Extract every line of the records below that contains the string "tree", matching case exactly.
----
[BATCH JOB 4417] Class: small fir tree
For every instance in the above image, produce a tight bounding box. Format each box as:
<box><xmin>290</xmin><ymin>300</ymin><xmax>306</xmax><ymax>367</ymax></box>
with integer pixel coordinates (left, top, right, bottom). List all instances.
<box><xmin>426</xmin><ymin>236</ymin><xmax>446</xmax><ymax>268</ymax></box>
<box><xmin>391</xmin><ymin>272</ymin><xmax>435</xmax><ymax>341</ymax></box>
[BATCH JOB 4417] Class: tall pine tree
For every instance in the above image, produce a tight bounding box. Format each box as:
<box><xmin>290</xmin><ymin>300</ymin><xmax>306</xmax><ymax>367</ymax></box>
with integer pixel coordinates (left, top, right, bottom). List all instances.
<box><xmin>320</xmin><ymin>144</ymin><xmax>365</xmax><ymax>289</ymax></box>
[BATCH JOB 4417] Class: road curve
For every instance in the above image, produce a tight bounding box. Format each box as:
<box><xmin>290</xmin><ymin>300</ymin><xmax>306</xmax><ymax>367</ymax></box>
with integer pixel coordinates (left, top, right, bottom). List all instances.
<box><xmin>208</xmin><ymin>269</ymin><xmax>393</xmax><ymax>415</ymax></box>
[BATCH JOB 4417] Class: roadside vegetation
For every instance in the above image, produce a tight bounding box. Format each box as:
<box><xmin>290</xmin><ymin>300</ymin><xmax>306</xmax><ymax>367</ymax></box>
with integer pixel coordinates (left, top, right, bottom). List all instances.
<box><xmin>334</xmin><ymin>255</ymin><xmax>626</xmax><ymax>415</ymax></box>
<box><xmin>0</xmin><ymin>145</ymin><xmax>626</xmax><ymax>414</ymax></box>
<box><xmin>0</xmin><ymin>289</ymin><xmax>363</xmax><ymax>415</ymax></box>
----
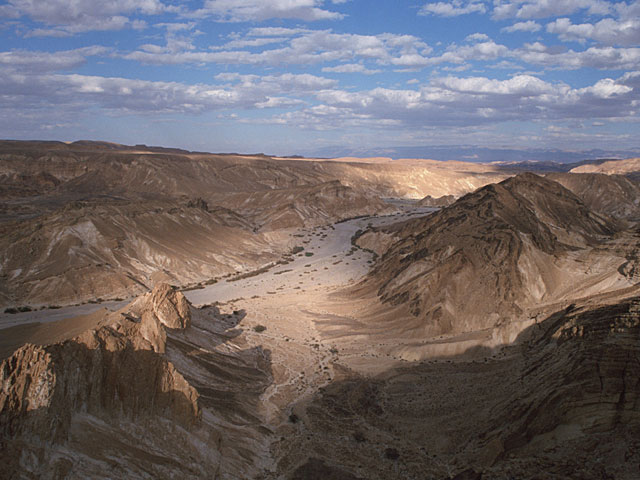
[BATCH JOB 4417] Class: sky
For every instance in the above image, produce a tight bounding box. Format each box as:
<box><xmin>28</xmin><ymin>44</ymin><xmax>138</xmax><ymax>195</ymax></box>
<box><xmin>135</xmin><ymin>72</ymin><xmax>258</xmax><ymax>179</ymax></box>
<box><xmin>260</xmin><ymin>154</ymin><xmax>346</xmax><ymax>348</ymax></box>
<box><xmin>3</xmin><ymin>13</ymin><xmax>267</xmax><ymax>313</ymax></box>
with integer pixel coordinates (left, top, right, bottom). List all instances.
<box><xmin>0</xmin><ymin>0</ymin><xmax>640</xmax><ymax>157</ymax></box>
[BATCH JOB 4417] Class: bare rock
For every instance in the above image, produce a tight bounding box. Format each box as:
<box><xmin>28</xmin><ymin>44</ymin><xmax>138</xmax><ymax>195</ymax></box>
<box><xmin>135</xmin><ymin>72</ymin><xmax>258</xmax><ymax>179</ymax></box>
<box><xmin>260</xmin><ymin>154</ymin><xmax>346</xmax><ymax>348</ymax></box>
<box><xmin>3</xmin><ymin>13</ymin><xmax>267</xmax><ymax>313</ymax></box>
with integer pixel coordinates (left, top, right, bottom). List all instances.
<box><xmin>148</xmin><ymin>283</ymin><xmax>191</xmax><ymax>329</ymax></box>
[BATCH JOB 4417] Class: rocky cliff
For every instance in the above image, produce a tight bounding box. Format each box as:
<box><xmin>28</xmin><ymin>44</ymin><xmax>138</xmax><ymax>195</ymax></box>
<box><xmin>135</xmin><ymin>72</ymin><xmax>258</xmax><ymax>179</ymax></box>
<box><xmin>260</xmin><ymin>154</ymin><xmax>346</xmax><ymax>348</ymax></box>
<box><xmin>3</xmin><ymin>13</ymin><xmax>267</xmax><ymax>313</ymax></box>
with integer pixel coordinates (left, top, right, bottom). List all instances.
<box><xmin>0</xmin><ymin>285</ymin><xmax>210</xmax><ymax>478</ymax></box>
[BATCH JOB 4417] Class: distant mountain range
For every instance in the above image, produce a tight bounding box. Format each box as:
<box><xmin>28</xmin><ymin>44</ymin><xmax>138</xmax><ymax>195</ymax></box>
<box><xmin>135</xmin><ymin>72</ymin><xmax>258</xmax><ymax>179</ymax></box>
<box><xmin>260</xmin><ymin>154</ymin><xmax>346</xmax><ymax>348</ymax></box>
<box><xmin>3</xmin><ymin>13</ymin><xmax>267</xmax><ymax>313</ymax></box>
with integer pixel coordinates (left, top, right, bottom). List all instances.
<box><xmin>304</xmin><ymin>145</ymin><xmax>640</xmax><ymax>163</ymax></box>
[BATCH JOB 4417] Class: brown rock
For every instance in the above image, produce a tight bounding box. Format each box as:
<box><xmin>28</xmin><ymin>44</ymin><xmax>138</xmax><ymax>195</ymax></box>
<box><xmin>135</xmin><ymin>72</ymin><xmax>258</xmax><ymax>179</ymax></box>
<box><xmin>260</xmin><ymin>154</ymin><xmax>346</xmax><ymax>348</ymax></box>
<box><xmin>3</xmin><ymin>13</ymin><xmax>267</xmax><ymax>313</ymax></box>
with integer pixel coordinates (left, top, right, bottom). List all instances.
----
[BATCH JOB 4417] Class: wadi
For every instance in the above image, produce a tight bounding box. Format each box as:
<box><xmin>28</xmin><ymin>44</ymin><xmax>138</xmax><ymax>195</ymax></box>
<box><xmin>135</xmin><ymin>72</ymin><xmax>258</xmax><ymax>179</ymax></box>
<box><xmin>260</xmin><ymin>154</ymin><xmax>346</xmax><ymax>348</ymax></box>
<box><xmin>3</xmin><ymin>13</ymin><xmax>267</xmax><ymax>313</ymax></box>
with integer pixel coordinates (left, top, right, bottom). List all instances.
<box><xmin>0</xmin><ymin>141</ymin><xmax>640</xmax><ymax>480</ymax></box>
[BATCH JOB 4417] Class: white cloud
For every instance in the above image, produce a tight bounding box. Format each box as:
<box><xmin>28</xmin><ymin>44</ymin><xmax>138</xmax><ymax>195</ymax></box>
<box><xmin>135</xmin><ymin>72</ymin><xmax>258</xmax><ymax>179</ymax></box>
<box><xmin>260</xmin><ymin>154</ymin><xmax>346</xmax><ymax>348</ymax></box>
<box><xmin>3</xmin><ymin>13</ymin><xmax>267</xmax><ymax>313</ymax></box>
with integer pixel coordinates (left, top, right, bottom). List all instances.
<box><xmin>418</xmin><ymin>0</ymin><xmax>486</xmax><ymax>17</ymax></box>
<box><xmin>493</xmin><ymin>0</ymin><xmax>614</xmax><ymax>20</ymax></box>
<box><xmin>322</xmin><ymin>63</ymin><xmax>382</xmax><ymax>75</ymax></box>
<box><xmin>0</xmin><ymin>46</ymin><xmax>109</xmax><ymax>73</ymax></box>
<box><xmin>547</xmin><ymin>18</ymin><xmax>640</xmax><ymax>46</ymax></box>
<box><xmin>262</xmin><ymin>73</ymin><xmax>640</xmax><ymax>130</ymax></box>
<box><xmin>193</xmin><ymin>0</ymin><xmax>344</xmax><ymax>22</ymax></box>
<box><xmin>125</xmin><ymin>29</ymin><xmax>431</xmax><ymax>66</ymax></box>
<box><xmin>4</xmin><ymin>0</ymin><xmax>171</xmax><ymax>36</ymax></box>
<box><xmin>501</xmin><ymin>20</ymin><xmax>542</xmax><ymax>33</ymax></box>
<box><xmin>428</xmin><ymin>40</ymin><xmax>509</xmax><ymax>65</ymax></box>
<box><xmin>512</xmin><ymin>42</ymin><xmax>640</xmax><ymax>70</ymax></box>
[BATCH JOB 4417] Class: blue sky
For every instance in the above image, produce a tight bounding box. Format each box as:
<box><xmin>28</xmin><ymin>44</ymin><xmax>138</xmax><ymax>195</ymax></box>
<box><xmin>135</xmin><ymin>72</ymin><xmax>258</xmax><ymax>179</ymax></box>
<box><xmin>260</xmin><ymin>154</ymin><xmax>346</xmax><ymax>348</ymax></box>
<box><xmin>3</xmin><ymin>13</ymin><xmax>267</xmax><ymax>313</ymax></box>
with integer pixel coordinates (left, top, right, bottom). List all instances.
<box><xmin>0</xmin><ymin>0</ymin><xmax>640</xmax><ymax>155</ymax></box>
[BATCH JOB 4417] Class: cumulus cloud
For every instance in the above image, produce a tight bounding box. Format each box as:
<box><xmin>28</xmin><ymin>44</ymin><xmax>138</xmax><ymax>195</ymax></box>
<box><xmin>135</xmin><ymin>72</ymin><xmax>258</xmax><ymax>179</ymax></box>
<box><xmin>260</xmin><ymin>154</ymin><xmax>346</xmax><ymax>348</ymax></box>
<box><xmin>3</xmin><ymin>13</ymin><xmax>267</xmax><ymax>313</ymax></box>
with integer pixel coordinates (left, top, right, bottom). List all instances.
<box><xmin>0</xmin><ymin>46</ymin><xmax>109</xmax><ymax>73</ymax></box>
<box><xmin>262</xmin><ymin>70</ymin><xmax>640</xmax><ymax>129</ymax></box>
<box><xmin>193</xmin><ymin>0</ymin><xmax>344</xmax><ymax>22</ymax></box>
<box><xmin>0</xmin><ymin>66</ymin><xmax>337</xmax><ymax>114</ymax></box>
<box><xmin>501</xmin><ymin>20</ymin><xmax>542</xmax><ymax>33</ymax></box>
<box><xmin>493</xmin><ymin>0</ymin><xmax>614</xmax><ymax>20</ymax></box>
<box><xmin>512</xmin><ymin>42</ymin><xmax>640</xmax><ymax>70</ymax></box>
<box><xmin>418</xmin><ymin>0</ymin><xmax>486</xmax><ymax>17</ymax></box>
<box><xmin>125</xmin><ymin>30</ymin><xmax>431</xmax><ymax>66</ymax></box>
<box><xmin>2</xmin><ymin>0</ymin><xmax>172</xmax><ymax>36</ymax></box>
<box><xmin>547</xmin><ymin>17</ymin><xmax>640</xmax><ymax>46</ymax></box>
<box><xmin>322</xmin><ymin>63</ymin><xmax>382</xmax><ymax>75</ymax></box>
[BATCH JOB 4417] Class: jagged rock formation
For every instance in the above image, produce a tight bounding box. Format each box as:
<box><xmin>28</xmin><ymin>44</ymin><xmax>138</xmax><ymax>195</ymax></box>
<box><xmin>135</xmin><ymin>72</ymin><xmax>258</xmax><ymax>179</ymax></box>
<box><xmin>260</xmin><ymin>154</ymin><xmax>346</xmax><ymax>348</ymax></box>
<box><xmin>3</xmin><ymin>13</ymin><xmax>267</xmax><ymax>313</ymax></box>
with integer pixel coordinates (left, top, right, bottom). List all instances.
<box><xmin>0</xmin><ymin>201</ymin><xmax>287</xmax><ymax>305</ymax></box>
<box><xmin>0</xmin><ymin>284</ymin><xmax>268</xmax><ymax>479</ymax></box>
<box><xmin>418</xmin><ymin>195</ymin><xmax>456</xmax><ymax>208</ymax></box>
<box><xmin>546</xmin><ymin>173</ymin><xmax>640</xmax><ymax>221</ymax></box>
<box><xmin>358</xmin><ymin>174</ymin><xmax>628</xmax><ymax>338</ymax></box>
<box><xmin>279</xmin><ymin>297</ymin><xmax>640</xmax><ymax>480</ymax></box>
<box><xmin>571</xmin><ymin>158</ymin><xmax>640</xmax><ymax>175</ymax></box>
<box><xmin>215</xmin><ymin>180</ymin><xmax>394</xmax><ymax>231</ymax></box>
----
### RESPONSE TO THIS EXERCISE
[BATCH JOB 4417] Class: small fir tree
[BATCH JOB 4417] Class: tall pine tree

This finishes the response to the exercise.